- Yapılacak işler -
1. Siyasal ittifaklar metninde "AKP-MHP ittifakı AKP’nin" sözlerinden "doldurmaya talip olmuştur." sözlerine kadar uzanan bölümü olduğu gibi yazın.
2. Siyasal ittifaklar metnine göre şu ifadelerin her biri için evet ya da hayır deyin ve kararı belirleyen sözleri metinden aynen alıntılayın: (a) Bahçeli genel başkanlık koltuğunu AKP'ye borçludur. (b) AKP-MHP ittifakı 15 Temmuz Darbe Girişimi'nden önce kurulmuştur. (c) Siyasal ittifaklar çıkarlar çatıştığında bozulur.

═════ Okuma metni ═════

Siyasal ittifaklar çıkarlar doğrultusunda kurulur, tarafların çıkarlarına hizmet ettiği sürece devam eder, çıkarlar çatıştığında ya da örtüşmediğinde de bozulur.

AKP, hükümet olmaktan devlet olmaya, oradan da rejimi değiştirmeye uzanan süreçte, farklı siyasal aktörlerle konjonktüre uygun ittifaklar kurmayı ve bu ittifaklar sayesinde yol haritasını hayata geçirmeyi başarmıştır.

AKP-MHP ittifakı AKP’nin 15 Temmuz Darbe Girişimi ve “çözüm süreci” sonrası yeni müttefik arayışlarının bir neticesi olarak ortaya çıkmıştır. MHP’yi bu ittifaka “evet” dedirten ise hem parti hem de devlet içerisindeki gelişmeler olmuştur.

Bir, AKP Akşener’in genel başkanlık koltuğuna oturmasını MHP kongresini yaptırmayarak engellemiştir, yani Bahçeli koltuğunu AKP’ye borçludur. Ve iki, Kürt sorununda şiddetin yeniden devreye girmesine paralel bir şekilde, MHP devlette ve özellikle güvenlik bürokrasisi içerisinde Cemaatten boşalan yeri doldurmaya talip olmuştur.

═════ Malzeme alıntıları ═════

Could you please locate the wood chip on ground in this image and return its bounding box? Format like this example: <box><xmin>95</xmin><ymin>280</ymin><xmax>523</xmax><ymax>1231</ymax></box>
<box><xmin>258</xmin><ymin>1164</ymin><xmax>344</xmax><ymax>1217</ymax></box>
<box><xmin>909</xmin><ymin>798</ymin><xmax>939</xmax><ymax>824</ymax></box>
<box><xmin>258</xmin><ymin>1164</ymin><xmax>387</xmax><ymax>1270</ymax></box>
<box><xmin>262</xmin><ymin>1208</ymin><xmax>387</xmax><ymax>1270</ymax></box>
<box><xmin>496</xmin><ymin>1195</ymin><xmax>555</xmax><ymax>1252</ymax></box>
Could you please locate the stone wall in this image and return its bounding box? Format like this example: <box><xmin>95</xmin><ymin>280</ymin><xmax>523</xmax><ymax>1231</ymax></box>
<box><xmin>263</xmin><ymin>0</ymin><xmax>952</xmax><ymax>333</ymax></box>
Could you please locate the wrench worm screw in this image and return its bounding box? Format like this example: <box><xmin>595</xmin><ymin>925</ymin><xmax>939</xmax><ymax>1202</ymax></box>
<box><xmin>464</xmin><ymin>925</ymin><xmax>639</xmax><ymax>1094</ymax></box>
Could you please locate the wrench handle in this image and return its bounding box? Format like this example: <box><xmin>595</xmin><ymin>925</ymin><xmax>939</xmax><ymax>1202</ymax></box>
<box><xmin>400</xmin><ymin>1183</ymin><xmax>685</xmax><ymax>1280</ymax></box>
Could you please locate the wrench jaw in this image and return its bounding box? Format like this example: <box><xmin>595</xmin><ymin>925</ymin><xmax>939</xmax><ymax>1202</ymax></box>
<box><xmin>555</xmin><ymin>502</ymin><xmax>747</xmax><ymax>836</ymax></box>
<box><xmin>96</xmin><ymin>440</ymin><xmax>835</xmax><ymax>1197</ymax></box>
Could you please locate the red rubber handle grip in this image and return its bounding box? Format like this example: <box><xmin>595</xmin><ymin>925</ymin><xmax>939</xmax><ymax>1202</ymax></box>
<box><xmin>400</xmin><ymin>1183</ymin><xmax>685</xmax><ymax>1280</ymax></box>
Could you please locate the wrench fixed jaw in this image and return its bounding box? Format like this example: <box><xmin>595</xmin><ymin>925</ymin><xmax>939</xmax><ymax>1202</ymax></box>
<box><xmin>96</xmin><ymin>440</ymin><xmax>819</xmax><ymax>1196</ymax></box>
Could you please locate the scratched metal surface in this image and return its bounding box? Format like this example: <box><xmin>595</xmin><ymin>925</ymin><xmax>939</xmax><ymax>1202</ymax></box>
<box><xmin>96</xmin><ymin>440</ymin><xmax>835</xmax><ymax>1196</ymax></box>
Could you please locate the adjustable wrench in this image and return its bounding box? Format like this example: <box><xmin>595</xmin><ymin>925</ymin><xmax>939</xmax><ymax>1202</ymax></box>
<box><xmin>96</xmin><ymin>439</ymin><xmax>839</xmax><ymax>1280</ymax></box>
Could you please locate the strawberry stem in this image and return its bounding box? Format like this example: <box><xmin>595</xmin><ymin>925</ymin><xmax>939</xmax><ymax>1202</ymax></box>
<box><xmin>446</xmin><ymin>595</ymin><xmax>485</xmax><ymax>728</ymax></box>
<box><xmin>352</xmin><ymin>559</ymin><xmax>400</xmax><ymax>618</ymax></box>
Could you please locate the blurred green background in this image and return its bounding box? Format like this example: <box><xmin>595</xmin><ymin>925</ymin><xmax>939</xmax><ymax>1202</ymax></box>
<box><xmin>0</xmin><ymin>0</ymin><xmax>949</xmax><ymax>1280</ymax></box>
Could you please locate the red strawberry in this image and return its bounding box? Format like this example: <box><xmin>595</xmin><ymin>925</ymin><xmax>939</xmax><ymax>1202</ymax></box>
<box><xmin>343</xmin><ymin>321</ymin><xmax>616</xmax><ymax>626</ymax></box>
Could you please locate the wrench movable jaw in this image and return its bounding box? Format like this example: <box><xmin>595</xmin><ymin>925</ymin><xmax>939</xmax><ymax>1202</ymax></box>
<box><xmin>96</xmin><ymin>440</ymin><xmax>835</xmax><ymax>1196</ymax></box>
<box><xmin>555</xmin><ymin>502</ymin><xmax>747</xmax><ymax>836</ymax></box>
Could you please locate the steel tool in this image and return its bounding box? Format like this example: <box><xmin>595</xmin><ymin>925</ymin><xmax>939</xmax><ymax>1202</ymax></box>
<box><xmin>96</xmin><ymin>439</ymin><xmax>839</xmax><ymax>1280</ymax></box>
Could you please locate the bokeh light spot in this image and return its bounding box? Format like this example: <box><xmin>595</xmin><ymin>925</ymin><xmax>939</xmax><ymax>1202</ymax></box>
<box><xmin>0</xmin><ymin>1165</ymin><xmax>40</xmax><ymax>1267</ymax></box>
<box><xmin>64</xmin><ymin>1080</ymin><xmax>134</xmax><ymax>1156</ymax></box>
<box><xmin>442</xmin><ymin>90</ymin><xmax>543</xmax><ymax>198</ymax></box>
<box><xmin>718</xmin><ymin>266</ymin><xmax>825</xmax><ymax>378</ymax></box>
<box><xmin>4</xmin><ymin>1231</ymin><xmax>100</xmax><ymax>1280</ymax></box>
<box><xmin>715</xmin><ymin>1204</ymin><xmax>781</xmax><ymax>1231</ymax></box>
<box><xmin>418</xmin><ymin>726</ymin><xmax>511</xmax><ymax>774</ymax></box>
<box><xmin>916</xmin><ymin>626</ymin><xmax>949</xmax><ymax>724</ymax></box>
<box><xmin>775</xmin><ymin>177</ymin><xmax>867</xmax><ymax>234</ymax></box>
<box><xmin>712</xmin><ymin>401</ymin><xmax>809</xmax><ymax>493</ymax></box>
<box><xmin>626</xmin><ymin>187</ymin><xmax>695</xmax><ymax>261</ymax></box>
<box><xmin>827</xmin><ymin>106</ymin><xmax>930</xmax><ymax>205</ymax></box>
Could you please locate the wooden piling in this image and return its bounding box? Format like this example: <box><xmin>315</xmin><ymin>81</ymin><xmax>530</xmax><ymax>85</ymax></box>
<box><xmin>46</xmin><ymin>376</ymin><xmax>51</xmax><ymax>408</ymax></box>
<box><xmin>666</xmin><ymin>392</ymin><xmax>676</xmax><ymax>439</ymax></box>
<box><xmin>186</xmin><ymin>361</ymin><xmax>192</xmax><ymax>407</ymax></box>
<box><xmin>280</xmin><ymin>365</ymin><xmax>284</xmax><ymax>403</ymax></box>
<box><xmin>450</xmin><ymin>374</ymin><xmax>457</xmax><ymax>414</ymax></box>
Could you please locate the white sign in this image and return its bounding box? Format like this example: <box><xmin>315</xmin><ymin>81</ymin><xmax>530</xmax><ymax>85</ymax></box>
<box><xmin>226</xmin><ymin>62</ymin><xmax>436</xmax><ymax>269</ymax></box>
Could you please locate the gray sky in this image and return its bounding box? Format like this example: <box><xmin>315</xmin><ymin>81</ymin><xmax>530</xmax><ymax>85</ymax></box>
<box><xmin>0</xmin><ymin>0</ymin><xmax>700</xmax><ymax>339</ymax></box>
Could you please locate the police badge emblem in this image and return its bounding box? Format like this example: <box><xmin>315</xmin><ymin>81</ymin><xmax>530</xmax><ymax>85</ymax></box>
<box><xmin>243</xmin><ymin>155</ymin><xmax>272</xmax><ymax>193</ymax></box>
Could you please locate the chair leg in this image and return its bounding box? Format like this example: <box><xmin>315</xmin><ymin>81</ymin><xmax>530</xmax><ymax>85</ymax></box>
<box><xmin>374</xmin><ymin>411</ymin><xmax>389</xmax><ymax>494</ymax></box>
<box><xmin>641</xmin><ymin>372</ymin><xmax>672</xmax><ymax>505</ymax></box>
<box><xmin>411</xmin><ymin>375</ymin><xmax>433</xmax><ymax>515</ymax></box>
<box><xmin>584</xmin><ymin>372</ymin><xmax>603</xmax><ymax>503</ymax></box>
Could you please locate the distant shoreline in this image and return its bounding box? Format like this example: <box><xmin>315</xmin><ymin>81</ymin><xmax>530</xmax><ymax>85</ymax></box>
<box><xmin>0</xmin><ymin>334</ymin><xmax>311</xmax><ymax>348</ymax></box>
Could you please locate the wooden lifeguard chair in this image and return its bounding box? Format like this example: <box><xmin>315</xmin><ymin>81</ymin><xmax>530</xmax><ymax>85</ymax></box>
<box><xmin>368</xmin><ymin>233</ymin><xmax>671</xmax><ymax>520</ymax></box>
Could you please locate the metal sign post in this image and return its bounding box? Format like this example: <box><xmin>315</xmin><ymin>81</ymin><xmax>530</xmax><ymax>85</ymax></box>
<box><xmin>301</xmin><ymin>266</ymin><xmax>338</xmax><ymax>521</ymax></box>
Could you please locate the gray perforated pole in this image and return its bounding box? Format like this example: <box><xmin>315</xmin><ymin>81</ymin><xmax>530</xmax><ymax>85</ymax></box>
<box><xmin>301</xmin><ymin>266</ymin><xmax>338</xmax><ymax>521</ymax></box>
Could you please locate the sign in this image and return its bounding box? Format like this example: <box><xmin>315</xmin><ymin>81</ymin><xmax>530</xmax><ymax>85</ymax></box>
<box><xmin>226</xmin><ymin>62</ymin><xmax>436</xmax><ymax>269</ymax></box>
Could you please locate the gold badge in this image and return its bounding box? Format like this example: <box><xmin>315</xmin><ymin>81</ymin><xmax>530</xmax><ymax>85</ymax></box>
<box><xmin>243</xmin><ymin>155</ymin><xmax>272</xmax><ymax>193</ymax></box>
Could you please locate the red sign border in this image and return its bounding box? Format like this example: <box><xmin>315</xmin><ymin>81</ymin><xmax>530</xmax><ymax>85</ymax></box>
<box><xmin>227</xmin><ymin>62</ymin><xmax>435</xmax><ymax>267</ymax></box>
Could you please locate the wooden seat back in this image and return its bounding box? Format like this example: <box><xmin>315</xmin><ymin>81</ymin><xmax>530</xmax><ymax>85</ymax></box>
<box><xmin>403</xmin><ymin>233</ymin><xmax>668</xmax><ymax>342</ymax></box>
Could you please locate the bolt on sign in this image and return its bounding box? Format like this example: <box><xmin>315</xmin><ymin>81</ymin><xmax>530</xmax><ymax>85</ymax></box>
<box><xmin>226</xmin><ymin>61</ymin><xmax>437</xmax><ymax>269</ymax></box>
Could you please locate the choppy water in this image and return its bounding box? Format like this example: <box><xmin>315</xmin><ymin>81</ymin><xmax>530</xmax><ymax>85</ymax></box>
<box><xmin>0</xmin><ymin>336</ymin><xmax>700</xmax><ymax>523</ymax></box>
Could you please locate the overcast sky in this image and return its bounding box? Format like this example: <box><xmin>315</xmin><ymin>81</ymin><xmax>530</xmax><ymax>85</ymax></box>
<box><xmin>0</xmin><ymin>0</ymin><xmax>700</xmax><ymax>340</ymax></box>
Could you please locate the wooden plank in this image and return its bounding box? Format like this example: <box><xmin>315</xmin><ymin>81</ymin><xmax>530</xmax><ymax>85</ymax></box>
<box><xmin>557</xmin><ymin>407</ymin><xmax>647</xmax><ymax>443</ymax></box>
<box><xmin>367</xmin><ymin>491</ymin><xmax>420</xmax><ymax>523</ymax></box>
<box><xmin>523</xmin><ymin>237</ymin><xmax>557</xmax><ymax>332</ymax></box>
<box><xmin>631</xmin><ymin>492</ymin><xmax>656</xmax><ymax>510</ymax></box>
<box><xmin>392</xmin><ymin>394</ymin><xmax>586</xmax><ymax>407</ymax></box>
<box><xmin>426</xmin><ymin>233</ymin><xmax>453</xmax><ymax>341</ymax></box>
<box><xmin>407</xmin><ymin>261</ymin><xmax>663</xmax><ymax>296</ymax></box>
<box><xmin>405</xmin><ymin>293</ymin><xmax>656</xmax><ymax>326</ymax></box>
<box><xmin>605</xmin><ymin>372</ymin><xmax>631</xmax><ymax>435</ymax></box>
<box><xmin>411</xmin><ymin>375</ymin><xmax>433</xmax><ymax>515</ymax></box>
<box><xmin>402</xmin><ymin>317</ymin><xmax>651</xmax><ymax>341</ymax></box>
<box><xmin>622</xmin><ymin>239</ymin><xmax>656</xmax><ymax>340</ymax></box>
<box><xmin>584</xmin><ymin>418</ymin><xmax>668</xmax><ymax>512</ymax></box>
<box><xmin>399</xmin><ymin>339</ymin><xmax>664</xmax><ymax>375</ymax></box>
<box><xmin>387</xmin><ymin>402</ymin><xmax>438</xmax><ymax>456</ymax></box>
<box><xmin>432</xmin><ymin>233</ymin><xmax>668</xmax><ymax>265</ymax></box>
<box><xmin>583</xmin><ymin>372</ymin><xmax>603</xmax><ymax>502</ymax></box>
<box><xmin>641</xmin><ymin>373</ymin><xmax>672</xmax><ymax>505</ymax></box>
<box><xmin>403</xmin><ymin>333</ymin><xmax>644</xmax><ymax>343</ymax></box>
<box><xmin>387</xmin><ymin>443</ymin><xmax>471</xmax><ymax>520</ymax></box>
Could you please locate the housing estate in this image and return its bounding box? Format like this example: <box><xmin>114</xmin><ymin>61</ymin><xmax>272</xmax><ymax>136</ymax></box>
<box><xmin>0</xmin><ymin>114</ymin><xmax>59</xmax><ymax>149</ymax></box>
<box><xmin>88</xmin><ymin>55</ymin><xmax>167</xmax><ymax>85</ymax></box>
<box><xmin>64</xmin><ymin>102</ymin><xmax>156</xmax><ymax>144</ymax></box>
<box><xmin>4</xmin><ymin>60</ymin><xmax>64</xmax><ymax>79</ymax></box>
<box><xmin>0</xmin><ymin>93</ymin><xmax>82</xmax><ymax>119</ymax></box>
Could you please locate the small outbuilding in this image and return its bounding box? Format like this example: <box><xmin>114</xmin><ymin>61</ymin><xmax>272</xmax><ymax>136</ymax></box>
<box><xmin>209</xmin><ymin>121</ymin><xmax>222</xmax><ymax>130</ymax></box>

═════

- Sıralı sonuçlar -
1.
AKP-MHP ittifakı AKP’nin 15 Temmuz Darbe Girişimi ve “çözüm süreci” sonrası yeni müttefik arayışlarının bir neticesi olarak ortaya çıkmıştır. MHP’yi bu ittifaka “evet” dedirten ise hem parti hem de devlet içerisindeki gelişmeler olmuştur.

Bir, AKP Akşener’in genel başkanlık koltuğuna oturmasını MHP kongresini yaptırmayarak engellemiştir, yani Bahçeli koltuğunu AKP’ye borçludur. Ve iki, Kürt sorununda şiddetin yeniden devreye girmesine paralel bir şekilde, MHP devlette ve özellikle güvenlik bürokrasisi içerisinde Cemaatten boşalan yeri doldurmaya talip olmuştur.

2.
(a) Evet: "Bahçeli koltuğunu AKP’ye borçludur"
(b) Hayır: "AKP-MHP ittifakı AKP’nin 15 Temmuz Darbe Girişimi ve “çözüm süreci” sonrası yeni müttefik arayışlarının bir neticesi olarak ortaya çıkmıştır"
(c) Evet: "çıkarlar çatıştığında ya da örtüşmediğinde de bozulur"